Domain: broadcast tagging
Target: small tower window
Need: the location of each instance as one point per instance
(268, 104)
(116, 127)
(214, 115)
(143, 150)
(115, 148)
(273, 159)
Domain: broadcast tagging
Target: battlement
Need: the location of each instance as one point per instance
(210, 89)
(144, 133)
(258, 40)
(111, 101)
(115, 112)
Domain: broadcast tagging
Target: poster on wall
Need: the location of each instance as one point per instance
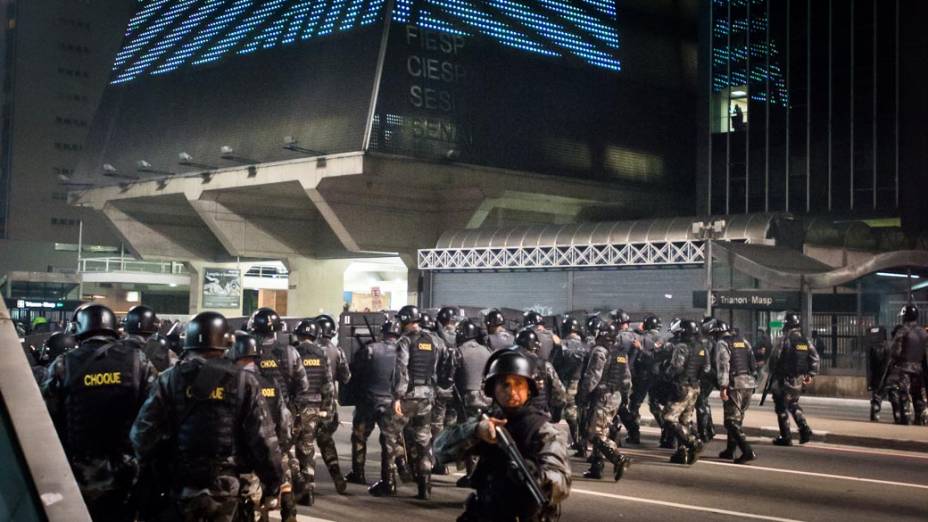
(222, 288)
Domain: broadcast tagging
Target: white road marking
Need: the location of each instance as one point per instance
(789, 471)
(275, 515)
(813, 474)
(704, 509)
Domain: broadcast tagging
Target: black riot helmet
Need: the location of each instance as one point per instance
(390, 329)
(607, 332)
(791, 321)
(306, 329)
(528, 339)
(207, 331)
(651, 322)
(686, 329)
(620, 317)
(246, 345)
(593, 324)
(264, 321)
(532, 318)
(93, 319)
(709, 325)
(494, 318)
(466, 331)
(569, 325)
(448, 315)
(57, 344)
(326, 326)
(508, 362)
(141, 320)
(408, 314)
(908, 313)
(427, 322)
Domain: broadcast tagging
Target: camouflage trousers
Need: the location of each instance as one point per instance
(679, 412)
(571, 411)
(308, 424)
(738, 402)
(444, 414)
(325, 439)
(786, 392)
(105, 484)
(907, 389)
(603, 407)
(416, 425)
(366, 416)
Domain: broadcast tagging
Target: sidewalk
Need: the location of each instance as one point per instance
(762, 422)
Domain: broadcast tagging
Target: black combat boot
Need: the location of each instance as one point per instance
(356, 476)
(679, 456)
(805, 433)
(402, 468)
(424, 483)
(785, 438)
(340, 485)
(385, 487)
(729, 452)
(747, 452)
(595, 471)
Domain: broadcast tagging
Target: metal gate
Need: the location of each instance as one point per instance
(838, 337)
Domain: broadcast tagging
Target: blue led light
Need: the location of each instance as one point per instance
(216, 26)
(164, 35)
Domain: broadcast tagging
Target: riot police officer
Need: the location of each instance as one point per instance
(794, 363)
(141, 326)
(471, 361)
(606, 376)
(551, 397)
(907, 367)
(643, 376)
(877, 359)
(709, 339)
(498, 497)
(688, 364)
(569, 360)
(319, 407)
(629, 345)
(413, 392)
(93, 393)
(246, 354)
(210, 418)
(737, 371)
(546, 338)
(341, 374)
(444, 380)
(498, 337)
(56, 345)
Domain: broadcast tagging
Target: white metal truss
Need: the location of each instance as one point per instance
(552, 257)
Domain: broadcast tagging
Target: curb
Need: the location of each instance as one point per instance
(824, 436)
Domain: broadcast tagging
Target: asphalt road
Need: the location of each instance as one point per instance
(817, 482)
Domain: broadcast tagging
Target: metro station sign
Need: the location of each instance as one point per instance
(749, 299)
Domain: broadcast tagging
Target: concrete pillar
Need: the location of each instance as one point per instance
(316, 286)
(197, 305)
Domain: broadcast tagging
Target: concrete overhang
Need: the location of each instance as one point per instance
(343, 205)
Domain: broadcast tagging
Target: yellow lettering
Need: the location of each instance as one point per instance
(102, 379)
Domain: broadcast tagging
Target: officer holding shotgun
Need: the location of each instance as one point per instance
(523, 472)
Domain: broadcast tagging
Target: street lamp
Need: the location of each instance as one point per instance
(707, 232)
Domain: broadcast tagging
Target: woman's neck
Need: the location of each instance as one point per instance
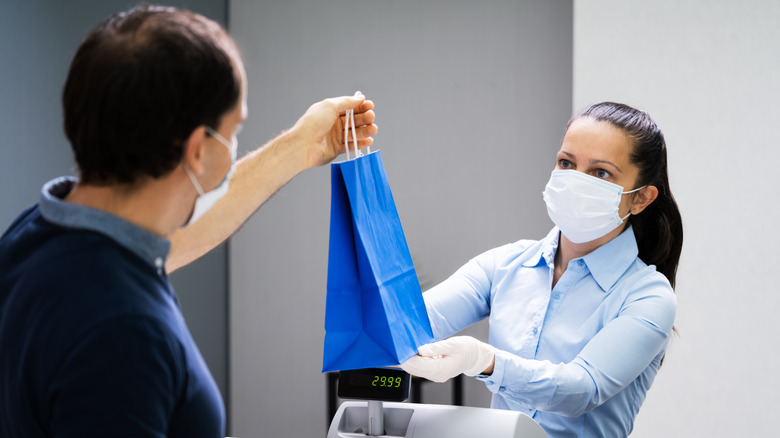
(568, 251)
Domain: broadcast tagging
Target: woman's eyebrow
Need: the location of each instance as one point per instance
(592, 162)
(607, 162)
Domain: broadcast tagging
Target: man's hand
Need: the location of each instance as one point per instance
(321, 129)
(443, 360)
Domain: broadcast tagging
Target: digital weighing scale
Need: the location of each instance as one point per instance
(381, 412)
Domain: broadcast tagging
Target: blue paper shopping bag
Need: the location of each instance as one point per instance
(375, 315)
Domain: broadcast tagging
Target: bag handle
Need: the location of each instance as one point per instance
(349, 118)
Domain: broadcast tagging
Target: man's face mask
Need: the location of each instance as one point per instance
(205, 201)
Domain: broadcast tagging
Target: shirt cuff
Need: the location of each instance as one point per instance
(495, 381)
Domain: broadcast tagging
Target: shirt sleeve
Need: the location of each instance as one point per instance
(609, 362)
(463, 299)
(121, 381)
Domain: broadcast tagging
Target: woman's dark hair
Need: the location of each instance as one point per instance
(140, 83)
(658, 229)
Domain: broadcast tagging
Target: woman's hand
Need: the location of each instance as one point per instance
(443, 360)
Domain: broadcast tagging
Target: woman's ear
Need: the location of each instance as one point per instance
(643, 198)
(194, 153)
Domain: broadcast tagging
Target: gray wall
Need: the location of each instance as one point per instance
(707, 70)
(471, 98)
(37, 42)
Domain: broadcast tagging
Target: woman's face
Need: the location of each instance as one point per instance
(601, 150)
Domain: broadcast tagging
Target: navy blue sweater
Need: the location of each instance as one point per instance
(92, 340)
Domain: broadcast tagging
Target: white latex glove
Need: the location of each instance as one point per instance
(443, 360)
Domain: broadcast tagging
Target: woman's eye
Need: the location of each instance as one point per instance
(565, 164)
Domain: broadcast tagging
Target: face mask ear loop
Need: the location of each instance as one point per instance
(625, 193)
(346, 133)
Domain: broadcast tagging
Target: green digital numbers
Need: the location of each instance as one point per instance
(387, 382)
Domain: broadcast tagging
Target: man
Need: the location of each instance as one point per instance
(92, 341)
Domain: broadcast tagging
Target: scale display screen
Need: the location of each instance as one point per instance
(385, 384)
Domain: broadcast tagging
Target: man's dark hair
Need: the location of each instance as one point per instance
(140, 83)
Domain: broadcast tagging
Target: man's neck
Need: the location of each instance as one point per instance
(147, 205)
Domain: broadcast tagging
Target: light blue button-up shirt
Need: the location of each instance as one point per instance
(579, 357)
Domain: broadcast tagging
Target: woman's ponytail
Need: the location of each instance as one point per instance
(658, 229)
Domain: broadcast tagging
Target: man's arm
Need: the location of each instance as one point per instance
(315, 139)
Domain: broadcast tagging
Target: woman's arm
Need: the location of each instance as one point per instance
(609, 362)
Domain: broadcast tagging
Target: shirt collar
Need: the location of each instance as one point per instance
(611, 260)
(148, 246)
(607, 263)
(545, 251)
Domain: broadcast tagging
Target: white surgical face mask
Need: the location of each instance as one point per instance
(207, 200)
(583, 207)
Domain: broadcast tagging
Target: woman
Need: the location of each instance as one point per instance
(580, 320)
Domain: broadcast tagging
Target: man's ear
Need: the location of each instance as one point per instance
(194, 153)
(644, 197)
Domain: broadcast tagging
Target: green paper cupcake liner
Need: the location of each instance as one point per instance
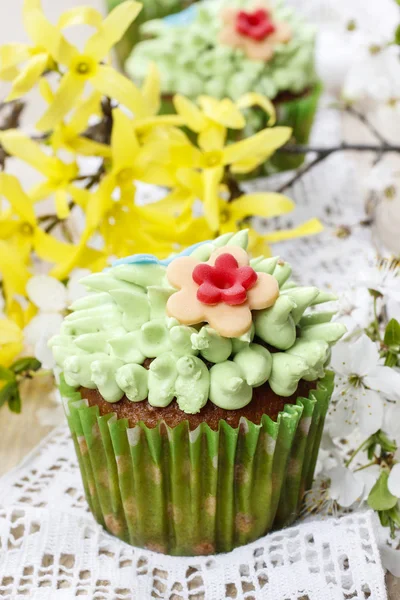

^^^^

Return every line of the items above that contains the string "paper", treating uppercase and lowercase letters as distinct.

Target: blue paper shopping bag
Target: green paper cupcake liner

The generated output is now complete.